■ What the exercise asks:
Could you repeat the records below exactly, without the pictures?

■ Stored data:
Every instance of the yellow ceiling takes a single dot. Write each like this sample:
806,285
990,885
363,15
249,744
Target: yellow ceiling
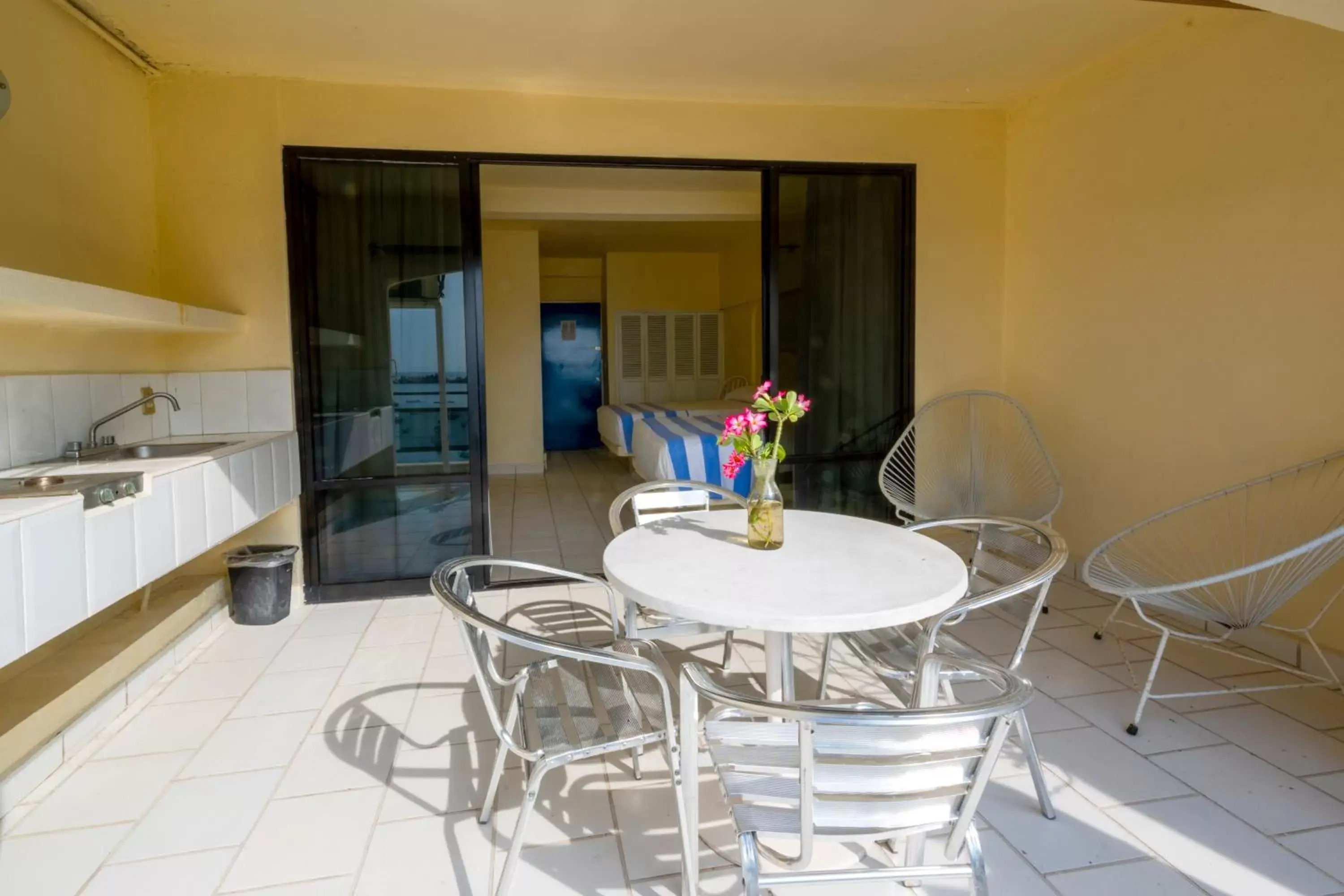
853,52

■ Reply to the task:
Every instance of the yellow ceiling takes a single dot. Write each like this sample:
806,285
990,885
363,15
249,744
Target: yellow ceiling
853,52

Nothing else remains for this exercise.